Raw records:
________

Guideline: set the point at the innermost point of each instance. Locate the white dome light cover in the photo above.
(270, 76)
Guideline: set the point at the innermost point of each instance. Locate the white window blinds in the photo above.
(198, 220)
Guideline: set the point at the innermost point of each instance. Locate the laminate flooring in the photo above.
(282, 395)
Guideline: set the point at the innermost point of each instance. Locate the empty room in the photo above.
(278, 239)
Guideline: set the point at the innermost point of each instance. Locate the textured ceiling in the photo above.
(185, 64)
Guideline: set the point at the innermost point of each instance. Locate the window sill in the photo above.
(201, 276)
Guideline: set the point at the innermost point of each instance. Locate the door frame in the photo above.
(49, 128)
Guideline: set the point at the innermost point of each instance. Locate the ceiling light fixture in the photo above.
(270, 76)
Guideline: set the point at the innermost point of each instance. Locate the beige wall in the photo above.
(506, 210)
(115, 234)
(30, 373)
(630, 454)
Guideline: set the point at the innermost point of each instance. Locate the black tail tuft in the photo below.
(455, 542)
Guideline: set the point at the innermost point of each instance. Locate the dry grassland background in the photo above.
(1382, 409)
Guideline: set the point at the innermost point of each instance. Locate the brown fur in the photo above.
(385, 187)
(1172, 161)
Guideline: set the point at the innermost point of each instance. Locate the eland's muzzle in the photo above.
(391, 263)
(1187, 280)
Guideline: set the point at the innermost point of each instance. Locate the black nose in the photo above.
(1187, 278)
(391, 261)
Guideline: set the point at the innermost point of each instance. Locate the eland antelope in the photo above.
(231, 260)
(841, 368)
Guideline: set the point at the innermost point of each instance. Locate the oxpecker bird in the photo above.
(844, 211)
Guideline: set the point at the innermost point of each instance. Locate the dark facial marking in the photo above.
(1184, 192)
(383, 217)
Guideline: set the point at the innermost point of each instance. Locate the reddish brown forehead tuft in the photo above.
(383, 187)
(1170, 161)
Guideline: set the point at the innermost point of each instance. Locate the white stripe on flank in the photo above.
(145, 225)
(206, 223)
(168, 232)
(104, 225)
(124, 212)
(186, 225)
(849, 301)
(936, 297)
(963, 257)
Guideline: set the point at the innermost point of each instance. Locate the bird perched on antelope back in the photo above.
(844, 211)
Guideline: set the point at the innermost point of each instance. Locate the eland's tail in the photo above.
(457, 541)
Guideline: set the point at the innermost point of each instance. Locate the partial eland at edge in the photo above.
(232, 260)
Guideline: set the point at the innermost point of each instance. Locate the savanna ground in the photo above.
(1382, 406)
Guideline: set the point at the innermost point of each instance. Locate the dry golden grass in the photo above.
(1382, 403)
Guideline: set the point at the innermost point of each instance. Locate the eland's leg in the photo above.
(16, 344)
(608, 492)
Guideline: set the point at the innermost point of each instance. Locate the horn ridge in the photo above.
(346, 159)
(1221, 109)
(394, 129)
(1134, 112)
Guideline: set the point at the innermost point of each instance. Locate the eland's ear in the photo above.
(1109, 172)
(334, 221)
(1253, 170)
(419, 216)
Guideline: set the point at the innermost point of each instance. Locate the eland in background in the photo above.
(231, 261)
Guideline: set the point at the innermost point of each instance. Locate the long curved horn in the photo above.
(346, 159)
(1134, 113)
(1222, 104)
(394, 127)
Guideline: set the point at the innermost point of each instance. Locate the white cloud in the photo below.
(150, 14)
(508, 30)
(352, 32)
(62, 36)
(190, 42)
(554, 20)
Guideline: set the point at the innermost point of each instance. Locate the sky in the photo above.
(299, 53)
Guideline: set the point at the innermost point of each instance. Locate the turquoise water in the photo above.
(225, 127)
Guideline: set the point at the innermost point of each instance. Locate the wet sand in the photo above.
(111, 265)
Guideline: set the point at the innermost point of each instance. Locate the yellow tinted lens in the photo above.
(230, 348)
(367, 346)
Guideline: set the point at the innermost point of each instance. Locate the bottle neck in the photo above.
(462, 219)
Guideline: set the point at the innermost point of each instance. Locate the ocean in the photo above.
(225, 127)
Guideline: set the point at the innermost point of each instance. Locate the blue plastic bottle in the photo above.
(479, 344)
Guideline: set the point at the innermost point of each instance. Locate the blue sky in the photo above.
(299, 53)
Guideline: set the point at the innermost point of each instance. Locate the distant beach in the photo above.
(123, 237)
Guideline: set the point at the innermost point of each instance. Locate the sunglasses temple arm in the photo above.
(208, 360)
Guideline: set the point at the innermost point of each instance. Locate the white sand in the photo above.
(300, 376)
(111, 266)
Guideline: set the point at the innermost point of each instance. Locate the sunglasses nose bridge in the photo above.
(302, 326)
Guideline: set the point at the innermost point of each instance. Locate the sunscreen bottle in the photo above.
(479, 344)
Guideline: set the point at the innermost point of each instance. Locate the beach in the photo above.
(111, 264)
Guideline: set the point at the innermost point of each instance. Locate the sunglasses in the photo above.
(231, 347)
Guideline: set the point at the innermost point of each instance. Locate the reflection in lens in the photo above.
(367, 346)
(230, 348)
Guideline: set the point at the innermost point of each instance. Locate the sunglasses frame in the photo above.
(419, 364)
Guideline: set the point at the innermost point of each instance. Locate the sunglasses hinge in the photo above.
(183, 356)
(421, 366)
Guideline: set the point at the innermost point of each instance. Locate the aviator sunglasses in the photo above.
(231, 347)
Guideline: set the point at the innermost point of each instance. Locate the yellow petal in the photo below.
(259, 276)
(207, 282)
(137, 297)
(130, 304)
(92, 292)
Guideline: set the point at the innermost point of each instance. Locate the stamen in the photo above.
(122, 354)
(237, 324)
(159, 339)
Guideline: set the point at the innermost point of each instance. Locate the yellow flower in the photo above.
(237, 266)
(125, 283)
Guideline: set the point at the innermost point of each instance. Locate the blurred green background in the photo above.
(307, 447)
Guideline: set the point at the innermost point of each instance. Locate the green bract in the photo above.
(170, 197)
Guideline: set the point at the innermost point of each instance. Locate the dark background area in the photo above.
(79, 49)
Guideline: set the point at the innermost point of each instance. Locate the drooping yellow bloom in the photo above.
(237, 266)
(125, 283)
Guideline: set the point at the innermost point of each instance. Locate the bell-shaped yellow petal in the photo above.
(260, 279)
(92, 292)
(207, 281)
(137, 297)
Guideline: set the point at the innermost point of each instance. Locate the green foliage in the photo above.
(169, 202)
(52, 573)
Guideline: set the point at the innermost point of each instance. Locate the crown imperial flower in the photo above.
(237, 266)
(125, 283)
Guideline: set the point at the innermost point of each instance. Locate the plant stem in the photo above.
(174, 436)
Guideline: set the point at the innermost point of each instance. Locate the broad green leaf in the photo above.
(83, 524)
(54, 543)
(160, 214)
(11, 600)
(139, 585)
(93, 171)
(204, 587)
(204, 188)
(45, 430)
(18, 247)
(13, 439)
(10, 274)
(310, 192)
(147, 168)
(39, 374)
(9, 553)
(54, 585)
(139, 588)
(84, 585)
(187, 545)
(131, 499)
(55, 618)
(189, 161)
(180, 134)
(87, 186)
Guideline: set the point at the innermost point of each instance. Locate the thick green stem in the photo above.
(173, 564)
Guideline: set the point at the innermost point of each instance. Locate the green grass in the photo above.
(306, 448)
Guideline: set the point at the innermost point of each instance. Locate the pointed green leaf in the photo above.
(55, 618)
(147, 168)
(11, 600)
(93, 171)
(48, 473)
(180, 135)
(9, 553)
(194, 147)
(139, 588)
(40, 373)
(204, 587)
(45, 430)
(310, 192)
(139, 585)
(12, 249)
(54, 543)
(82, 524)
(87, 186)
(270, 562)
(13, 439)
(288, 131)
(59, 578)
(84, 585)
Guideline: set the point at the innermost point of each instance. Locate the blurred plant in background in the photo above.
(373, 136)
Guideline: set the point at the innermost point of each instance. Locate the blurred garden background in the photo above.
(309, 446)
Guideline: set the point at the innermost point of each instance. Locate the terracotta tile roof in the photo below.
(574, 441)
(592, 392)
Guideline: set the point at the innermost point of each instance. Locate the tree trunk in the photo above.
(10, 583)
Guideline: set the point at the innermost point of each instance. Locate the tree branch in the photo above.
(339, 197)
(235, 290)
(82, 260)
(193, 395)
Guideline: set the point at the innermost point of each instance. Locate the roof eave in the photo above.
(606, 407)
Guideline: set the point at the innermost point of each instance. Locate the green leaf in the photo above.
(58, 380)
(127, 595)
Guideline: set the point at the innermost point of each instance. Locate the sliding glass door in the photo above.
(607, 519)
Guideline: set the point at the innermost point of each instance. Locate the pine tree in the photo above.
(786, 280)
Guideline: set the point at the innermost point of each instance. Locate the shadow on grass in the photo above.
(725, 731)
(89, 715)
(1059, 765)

________

- [WHAT IS BEING ASKED]
Rewrite the entries from the line with "on grass in the photo above." up to and including the last line, swapping every "shadow" for "dark patch" and leaving all else unchanged.

- [TASK ANSWER]
Guideline: set the point at the innermost point of each instance. Locate the dark patch on grass in the photo above.
(725, 731)
(89, 715)
(1059, 765)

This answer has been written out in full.